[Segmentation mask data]

=== Begin Enclosure ===

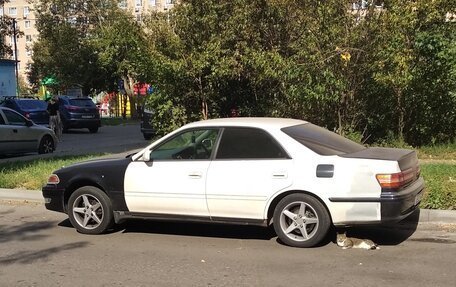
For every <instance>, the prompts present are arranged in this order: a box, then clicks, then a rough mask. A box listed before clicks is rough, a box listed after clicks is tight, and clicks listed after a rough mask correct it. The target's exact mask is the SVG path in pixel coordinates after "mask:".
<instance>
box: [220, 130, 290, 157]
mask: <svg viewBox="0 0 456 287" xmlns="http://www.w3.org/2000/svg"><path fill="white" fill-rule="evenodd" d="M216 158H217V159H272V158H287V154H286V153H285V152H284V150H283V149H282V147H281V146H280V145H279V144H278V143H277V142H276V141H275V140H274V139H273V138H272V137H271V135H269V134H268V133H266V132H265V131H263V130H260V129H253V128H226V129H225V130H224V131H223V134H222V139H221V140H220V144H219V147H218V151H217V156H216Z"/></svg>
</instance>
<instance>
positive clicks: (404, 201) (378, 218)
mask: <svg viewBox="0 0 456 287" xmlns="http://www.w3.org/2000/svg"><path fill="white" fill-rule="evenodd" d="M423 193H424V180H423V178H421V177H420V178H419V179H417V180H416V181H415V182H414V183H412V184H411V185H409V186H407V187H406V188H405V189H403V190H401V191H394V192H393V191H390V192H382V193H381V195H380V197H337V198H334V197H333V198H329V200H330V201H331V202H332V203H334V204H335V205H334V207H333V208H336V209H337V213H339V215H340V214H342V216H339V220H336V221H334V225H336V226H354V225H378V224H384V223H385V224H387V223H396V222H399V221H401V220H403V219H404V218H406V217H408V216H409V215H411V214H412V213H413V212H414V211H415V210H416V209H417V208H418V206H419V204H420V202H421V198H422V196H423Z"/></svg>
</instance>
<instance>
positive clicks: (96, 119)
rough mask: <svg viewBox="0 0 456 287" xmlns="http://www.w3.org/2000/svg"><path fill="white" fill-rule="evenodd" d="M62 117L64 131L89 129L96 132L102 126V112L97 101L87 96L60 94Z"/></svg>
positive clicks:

=== End Enclosure ===

### WORK INSTRUCTIONS
Return each line above that contains the string "clicks".

### RESPONSE AREA
For every <instance>, the prompts present are arranged in this order: a box, then clicks, then a rough mask. A box listed before clicks is rough, a box listed after clicks is tight, and clicks listed after a rough mask correct it. The target's exact mask is the SVG path in pixel coordinates after "mask:".
positive clicks: (404, 201) (378, 218)
positive clicks: (96, 119)
positive clicks:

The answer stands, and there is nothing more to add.